Work to complete: Retype each entry below exactly as it stands.

Information:

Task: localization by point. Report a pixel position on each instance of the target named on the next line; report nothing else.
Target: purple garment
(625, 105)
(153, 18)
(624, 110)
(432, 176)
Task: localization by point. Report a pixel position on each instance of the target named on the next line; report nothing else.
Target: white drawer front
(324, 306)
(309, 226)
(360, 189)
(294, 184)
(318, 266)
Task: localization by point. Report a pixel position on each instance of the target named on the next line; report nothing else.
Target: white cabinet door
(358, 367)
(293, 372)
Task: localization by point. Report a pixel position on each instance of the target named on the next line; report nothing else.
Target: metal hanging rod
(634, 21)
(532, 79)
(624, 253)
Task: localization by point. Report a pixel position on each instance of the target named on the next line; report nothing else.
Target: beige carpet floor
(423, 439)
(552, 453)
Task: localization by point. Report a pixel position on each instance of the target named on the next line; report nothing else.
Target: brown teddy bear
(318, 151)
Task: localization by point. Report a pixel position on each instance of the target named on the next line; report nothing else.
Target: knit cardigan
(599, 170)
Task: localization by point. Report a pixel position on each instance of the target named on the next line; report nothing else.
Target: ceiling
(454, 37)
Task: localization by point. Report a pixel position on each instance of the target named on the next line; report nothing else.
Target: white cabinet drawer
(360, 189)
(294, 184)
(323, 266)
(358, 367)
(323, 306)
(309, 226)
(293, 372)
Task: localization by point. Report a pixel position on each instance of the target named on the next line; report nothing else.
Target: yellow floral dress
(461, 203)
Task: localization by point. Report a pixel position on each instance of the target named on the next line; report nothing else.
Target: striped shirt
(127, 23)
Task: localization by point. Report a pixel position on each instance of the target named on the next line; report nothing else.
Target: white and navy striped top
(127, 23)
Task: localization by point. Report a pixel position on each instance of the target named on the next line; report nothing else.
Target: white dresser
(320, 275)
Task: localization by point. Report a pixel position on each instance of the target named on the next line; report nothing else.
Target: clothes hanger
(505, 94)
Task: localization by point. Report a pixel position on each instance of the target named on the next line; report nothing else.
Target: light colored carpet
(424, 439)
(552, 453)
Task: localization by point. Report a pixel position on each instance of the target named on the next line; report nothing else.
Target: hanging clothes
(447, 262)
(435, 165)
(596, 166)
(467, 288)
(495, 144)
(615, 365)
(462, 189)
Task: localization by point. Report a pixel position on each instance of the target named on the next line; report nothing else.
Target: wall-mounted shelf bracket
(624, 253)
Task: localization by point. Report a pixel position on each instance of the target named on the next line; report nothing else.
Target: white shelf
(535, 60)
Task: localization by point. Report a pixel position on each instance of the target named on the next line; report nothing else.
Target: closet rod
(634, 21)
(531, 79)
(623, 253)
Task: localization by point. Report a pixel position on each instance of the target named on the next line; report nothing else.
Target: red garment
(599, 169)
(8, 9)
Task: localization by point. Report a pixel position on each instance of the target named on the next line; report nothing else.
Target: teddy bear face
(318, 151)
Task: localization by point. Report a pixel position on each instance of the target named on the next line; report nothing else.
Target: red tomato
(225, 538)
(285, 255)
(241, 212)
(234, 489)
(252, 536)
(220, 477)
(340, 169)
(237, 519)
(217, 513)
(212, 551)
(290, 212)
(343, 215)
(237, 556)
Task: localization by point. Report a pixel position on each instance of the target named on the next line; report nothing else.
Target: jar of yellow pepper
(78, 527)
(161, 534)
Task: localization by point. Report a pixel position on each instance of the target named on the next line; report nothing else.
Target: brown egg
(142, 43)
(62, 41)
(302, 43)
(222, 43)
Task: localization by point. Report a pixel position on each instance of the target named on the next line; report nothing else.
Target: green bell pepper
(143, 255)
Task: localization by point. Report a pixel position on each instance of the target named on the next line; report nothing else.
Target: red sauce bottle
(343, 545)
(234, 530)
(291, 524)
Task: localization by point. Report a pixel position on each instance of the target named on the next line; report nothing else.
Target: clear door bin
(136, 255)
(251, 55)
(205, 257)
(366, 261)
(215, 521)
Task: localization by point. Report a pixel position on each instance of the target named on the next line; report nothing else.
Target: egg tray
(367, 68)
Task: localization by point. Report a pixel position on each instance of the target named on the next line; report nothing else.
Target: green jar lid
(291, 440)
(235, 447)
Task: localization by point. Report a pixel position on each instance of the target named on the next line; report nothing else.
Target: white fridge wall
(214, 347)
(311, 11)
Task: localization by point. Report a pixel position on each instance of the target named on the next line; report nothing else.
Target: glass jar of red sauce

Task answer:
Task: localization by point. Report a pixel position on each instance of the target named on the next line; report nothing else.
Target: purple garment
(625, 105)
(153, 18)
(624, 110)
(432, 176)
Task: localization by point. Report a pixel position on each instance of the target named on the next line; report nothing else.
Target: white drawer front
(324, 306)
(309, 226)
(360, 189)
(294, 184)
(318, 266)
Task: localization by point. Report a pixel position on each instance of the target named on the next line; report nothing else.
Target: white cabinet door
(358, 367)
(293, 372)
Task: localization by point. Report a pixel position on each instance of the target named on the next line; report nothing else.
Target: metal hanging rod
(634, 21)
(532, 79)
(624, 253)
Task: localization by point. Report a pixel position on each instance of the target named on the next line; report nothing else.
Target: beige carpet floor
(423, 439)
(552, 453)
Task: localization by point. Report a pixel position on each instance of the target named on the next line; report nothing else.
Target: brown teddy bear
(318, 151)
Task: localization by point. Report a pixel position on each instance of the target named on the next line; report nothing else.
Target: knit cardigan
(599, 170)
Task: localization by point. Report a pixel position on each instance of the target named on the next line; report nothing else.
Target: ceiling
(454, 37)
Task: localization by point. Report a pixel position on each instance of the target named on the next line; report nothing else.
Target: white cabinet drawer
(360, 189)
(294, 184)
(323, 266)
(358, 367)
(323, 306)
(309, 226)
(293, 372)
Task: localization by point. Report a pixel position on each instance of the target named on the next line; report nothing else.
Target: yellow floral dress
(461, 203)
Task: localization by point. Report a pixel position on each instance of the target named on the next line; report nothing else.
Target: striped shirt
(127, 23)
Task: localization by point. Report a pixel position on each instance of the target named on the next line; report nothing else.
Target: white and navy striped top
(127, 23)
Task: localization by point. Report a pixel position on each instance of the target named on the next line; report nothing else.
Target: white dresser
(320, 275)
Task: localization by point. Report a pixel position on each instance of the target named on the next line; report nothing else.
Target: clothes hanger
(505, 94)
Task: localization by point. Report a pixel position on each instance of the target named on the next line; report nothing else.
Target: light colored carpet
(424, 439)
(552, 453)
Task: localization by point. Report a pixel position on each instance of the target named on the next line; report nothing else.
Target: hanging clothes
(447, 262)
(435, 165)
(596, 166)
(467, 288)
(495, 144)
(615, 365)
(462, 189)
Task: localization by point. Report a pixel position on each instance of the target named on the next line; report nothing else.
Target: wall-mounted shelf bracket
(624, 253)
Task: localization by point. Report a pixel position on each instance of the target named on the next line; report nothing else.
Target: white shelf
(535, 60)
Task: localization by point. Report a pixel position on each instance of the target named on the next line; report nothing else.
Target: closet rod
(634, 21)
(531, 79)
(623, 253)
Task: localization by point. Report a pixel position on each instance of the target named on the next line; report nothing else.
Target: red garment
(599, 169)
(8, 9)
Task: localization by point. Report a pixel position on each instance of the target named on the next line; report nothing else.
Target: teddy bear face
(318, 151)
Task: localization by point. Report a pixel position on each instance of the target named on the next line; report nothing else.
Target: red tomato
(225, 538)
(285, 255)
(241, 212)
(234, 489)
(252, 536)
(220, 477)
(340, 169)
(237, 519)
(217, 513)
(212, 551)
(290, 212)
(343, 215)
(237, 556)
Task: localization by point. Report a pixel position on each instance of the target named on the next line; report nothing else.
Target: jar of yellow pepper
(78, 527)
(161, 534)
Task: localization by point. Report a pixel position on each instance of the target named on the next line; report nothing else.
Target: brown egg
(142, 43)
(62, 41)
(302, 43)
(222, 43)
Task: localization by point. Report a pixel position on each instance of the target named on the next line; report nothing else.
Target: green bell pepper
(143, 255)
Task: localization by point. Report a pixel position on each instance of the target named on the next line; report nothing else.
Target: red sauce bottle
(343, 545)
(234, 530)
(291, 524)
Task: localization by point. Report a pixel position on each instance of the target named on the next line; report nothing else.
Target: clear door bin
(136, 255)
(251, 55)
(205, 257)
(366, 261)
(215, 521)
Task: localization by point. Report a pixel position on each instance of the target named on the next line; report nothing else.
Target: egg tray
(367, 68)
Task: localization by point. Report a pixel position on each instance of the target named on the next line; report nothing else.
Target: green jar lid
(291, 440)
(235, 447)
Task: localization by point. Report a pixel position on each instance of the target named on the next line; report nothing else.
Target: white fridge wall
(214, 347)
(311, 11)
Task: localization by point. Report a pixel position on each instance of the target named on the next line; report nothing else.
Target: glass jar of red sauce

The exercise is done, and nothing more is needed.